-- START PROVIDED TEXT --

2.2 Phase 1: Pre-Restoration Evaluation (PRE)

Field Activities:

Activity Method Data Captured
Site walk-through Visual inspection Affected areas, impact severity by zone
Odor assessment Sensory Presence/intensity/location of smoke odor
White wipe test Clean cloth on surfaces Preliminary contamination indicator
Photo documentation Camera/device Conditions, damage, access constraints
Material inventory Visual identification Surface types, quantities, restorability
Dimensional survey Manual measurement Room dimensions, surface areas
Zone classification Distance from fire origin Burn Zone / Near-Field / Far-Field

PRE Decision Logic:

IF visible contamination is widespread
   OR odor is significant
   OR white wipe test shows deposits
   OR materials of concern present
   OR property is in Burn Zone or Near-Field Zone
THEN → Recommend PRA (laboratory assessment)

IF contamination is superficial
   AND limited to small area
   AND no materials of concern
   AND Far-Field Zone only
THEN → May proceed directly to cleaning specification

2.3 Phase 2: Pre-Restoration Assessment (PRA)

-- END PROVIDED TEXT --
-- START DATA SUPPLIED --

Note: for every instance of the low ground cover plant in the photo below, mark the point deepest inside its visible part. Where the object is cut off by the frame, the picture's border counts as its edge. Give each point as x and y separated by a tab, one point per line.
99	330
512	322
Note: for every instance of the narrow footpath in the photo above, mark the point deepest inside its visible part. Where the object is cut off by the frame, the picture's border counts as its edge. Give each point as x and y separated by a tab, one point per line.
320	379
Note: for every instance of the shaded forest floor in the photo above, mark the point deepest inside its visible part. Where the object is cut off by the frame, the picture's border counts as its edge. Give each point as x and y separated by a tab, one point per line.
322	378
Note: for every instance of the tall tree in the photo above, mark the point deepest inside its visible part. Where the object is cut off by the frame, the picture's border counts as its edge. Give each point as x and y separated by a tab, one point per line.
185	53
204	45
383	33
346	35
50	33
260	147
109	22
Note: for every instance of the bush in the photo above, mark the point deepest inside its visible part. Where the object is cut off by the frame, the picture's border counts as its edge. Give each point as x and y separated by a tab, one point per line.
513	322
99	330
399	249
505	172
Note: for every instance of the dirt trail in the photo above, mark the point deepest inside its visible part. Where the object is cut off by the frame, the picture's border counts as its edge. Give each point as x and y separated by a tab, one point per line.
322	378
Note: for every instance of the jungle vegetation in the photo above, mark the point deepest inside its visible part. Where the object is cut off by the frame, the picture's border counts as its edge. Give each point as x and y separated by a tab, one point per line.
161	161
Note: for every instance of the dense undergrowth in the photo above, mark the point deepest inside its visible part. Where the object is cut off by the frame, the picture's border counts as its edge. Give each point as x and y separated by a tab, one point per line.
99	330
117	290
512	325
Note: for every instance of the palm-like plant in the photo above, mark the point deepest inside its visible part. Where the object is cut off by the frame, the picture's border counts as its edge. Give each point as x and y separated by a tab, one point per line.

-- END DATA SUPPLIED --

### WRITTEN REQUEST
Return the full pre-restoration evaluation text word for word, with no changes.

### TASK ANSWER
2.2 Phase 1: Pre-Restoration Evaluation (PRE)

Field Activities:

Activity Method Data Captured
Site walk-through Visual inspection Affected areas, impact severity by zone
Odor assessment Sensory Presence/intensity/location of smoke odor
White wipe test Clean cloth on surfaces Preliminary contamination indicator
Photo documentation Camera/device Conditions, damage, access constraints
Material inventory Visual identification Surface types, quantities, restorability
Dimensional survey Manual measurement Room dimensions, surface areas
Zone classification Distance from fire origin Burn Zone / Near-Field / Far-Field

PRE Decision Logic:

IF visible contamination is widespread
   OR odor is significant
   OR white wipe test shows deposits
   OR materials of concern present
   OR property is in Burn Zone or Near-Field Zone
THEN → Recommend PRA (laboratory assessment)

IF contamination is superficial
   AND limited to small area
   AND no materials of concern
   AND Far-Field Zone only
THEN → May proceed directly to cleaning specification

2.3 Phase 2: Pre-Restoration Assessment (PRA)